━━ PROVIDED ENTRIES ━━
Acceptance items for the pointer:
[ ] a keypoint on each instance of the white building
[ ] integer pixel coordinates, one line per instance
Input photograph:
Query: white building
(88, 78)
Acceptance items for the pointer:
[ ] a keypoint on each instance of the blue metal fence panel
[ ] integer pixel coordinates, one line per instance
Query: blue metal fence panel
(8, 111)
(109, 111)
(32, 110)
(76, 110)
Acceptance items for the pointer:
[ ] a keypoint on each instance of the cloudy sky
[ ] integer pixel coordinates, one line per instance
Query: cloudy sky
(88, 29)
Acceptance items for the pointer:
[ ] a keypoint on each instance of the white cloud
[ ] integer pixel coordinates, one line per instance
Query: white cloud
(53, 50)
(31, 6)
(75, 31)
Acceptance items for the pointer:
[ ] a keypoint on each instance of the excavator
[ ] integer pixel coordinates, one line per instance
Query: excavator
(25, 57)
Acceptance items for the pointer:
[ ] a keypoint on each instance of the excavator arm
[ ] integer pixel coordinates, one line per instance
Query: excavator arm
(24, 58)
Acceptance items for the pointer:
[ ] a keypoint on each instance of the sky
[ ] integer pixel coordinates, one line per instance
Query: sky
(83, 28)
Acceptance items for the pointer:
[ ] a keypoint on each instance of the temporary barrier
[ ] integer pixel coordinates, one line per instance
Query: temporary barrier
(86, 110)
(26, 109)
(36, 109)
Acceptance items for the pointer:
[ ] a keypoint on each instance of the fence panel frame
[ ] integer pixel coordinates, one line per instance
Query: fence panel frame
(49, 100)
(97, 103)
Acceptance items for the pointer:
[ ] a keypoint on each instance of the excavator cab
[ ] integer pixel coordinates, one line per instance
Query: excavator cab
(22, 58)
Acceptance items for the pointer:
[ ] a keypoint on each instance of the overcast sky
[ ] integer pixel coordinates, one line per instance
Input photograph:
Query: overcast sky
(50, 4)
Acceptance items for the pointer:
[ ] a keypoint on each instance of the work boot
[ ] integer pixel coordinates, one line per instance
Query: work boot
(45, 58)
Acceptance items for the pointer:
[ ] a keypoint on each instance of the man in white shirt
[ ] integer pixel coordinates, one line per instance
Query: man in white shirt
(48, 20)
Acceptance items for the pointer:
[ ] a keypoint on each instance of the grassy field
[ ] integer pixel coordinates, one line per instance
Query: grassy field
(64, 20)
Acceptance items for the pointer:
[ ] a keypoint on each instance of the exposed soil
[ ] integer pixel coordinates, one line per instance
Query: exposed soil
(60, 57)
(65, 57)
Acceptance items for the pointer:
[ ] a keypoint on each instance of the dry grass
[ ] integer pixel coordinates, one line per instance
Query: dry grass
━━━
» **EXERCISE REQUIREMENTS**: Copy down the material exactly as written.

» **CORRECT ANSWER**:
Acceptance items for the pointer:
[ ] a keypoint on each instance of the white building
[ ] integer pixel coordinates, one line per instance
Input photograph:
Query: white building
(88, 78)
Acceptance items for the pointer:
[ ] a keypoint on each instance of the blue metal fence panel
[ ] integer pixel coordinates, one line per instance
Query: blue metal fence panel
(8, 111)
(109, 111)
(32, 110)
(76, 110)
Acceptance items for the pointer:
[ ] a keypoint on each instance of the cloudy sky
[ ] integer pixel coordinates, one line per instance
Query: cloudy sky
(88, 29)
Acceptance items for the pointer:
[ ] a keypoint on each instance of the white cloud
[ ] integer pixel coordinates, one line per instance
Query: white cloud
(53, 50)
(31, 6)
(75, 31)
Acceptance items for the pointer:
[ ] a keypoint on each instance of the excavator
[ ] integer pixel coordinates, one line per instance
Query: excavator
(25, 57)
Acceptance items for the pointer:
[ ] a keypoint on each instance of the excavator arm
[ ] integer pixel coordinates, one line per instance
Query: excavator arm
(24, 58)
Acceptance items for the pointer:
[ ] a keypoint on each instance of the sky
[ ] integer pixel coordinates, one line per instance
Query: sky
(83, 28)
Acceptance items for the pointer:
[ ] a keypoint on each instance of the temporary barrier
[ ] integer pixel coordinates, one line per instance
Query: temporary barrier
(86, 110)
(26, 109)
(36, 109)
Acceptance items for the pointer:
[ ] a keypoint on each instance of the fence panel frame
[ ] integer pixel coordinates, one line per instance
Query: fence panel frame
(49, 100)
(97, 103)
Acceptance items for the pointer:
[ ] a keypoint on each instance of the excavator cab
[ ] integer pixel coordinates, one line per instance
Query: excavator cab
(22, 58)
Acceptance items for the pointer:
[ ] a keypoint on each instance of the overcast sky
[ ] integer pixel coordinates, one line per instance
Input photograph:
Query: overcast sky
(50, 4)
Acceptance items for the pointer:
[ ] a keypoint on each instance of the work boot
[ ] integer pixel coordinates, one line per instance
Query: work boot
(45, 58)
Acceptance items for the pointer:
[ ] a keypoint on each instance of the man in white shirt
[ ] integer pixel coordinates, one line per instance
Query: man in white shirt
(48, 20)
Acceptance items for the pointer:
[ ] a keypoint on each instance of the grassy field
[ ] integer pixel coordinates, one line per instance
Query: grassy field
(64, 20)
Acceptance items for the pointer:
[ ] a keypoint on each instance of the exposed soil
[ ] integer pixel coordinates, one line per instance
Query: exposed soil
(60, 57)
(65, 57)
Acceptance items for the pointer:
[ ] a keypoint on each instance of the dry grass
[ ] integer pixel coordinates, one line per instance
Query: dry grass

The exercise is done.